▶ **EXTRAIT DU TEXTE**
Nous faisons aussi œuvre d’éducation, en donnant à voir à la société toute entière que le client n’est pas un modèle, mais au contraire un contrevenant à la loi, un délinquant commettant un acte délictueux. C’est un acte de pédagogie visant à dévaloriser celui qui était jusqu’alors loué par la prétendue tradition grivoise ou libertaire de notre pays.

Avec cette proposition de loi, nous travaillons à délégitimer une violence et agissons contre toute banalisation de la marchandisation du corps. Nous savons toutes et tous aujourd’hui combien une telle démarche est indispensable, y compris auprès des plus jeunes, car certains garçons et certaines filles peuvent assimiler la prostitution à un moyen comme un autre d’acquérir des revenus ! Nous œuvrons ainsi à éduquer les jeunes au respect de l’intégrité physique et psychique de chaque individu. C’est une nécessité pour construire un avenir d’émancipation pour les générations futures. Cela demande un grand effort de prévention consistant à mettre les jeunes en garde contre le système, ses causes et ses conséquences. Il est donc très important que cette proposition de loi prévoie que la lutte contre la marchandisation des corps fasse l’objet d’une information durant la scolarité.

Un bloc de données:

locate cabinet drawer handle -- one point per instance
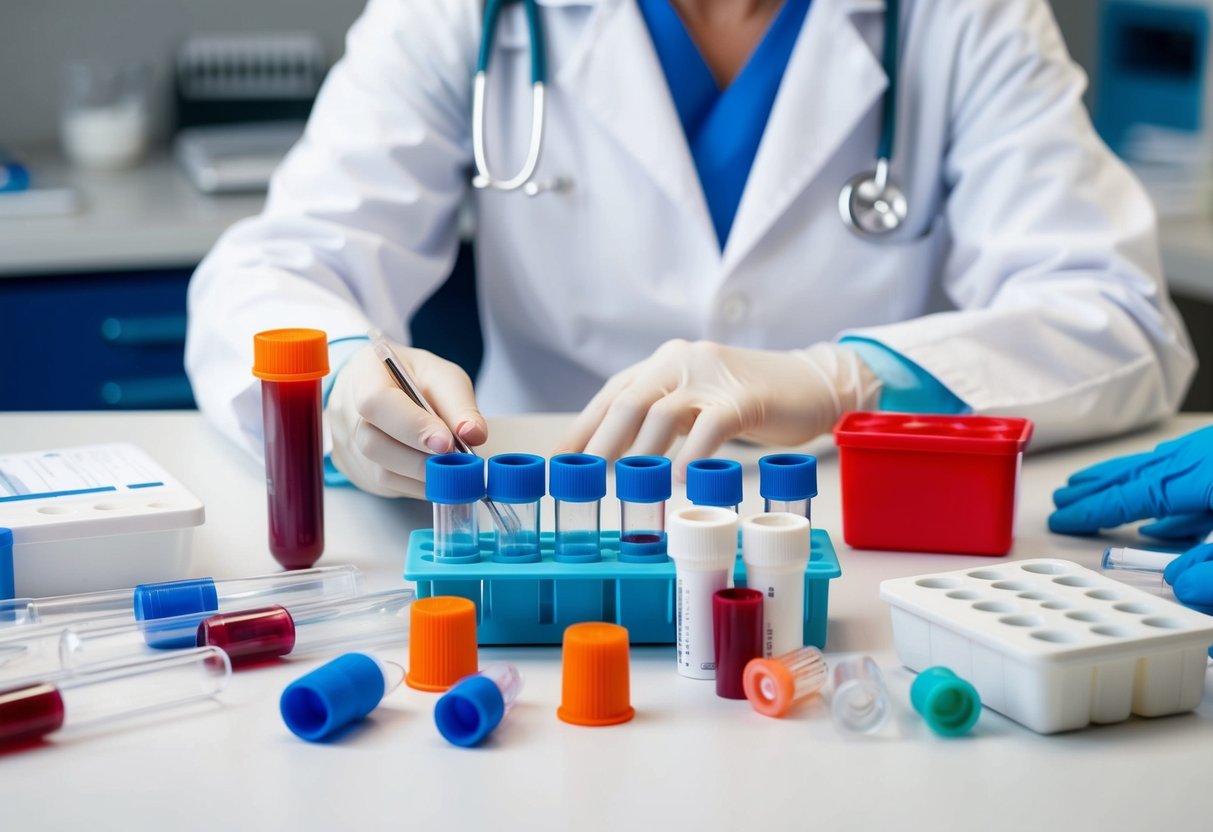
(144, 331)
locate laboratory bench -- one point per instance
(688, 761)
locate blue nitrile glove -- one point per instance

▶ **TRAVAIL DEMANDÉ**
a - Recopiez sans rien changer le passage de l'extrait sur la proposition de loi qui commence aux mots « Nous faisons aussi » et s'arrête après « de notre pays. ».
b - Selon l'extrait sur la proposition de loi, pourquoi la démarche contre la banalisation de la marchandisation du corps est-elle indispensable y compris auprès des plus jeunes ? Répondez en une à trois phrases.

▶ **RÉPONSES COMPLÈTES**
a -
Nous faisons aussi œuvre d’éducation, en donnant à voir à la société toute entière que le client n’est pas un modèle, mais au contraire un contrevenant à la loi, un délinquant commettant un acte délictueux. C’est un acte de pédagogie visant à dévaloriser celui qui était jusqu’alors loué par la prétendue tradition grivoise ou libertaire de notre pays.

b - Elle est indispensable auprès des plus jeunes parce que certains garçons et certaines filles peuvent assimiler la prostitution à un moyen comme un autre d'acquérir des revenus.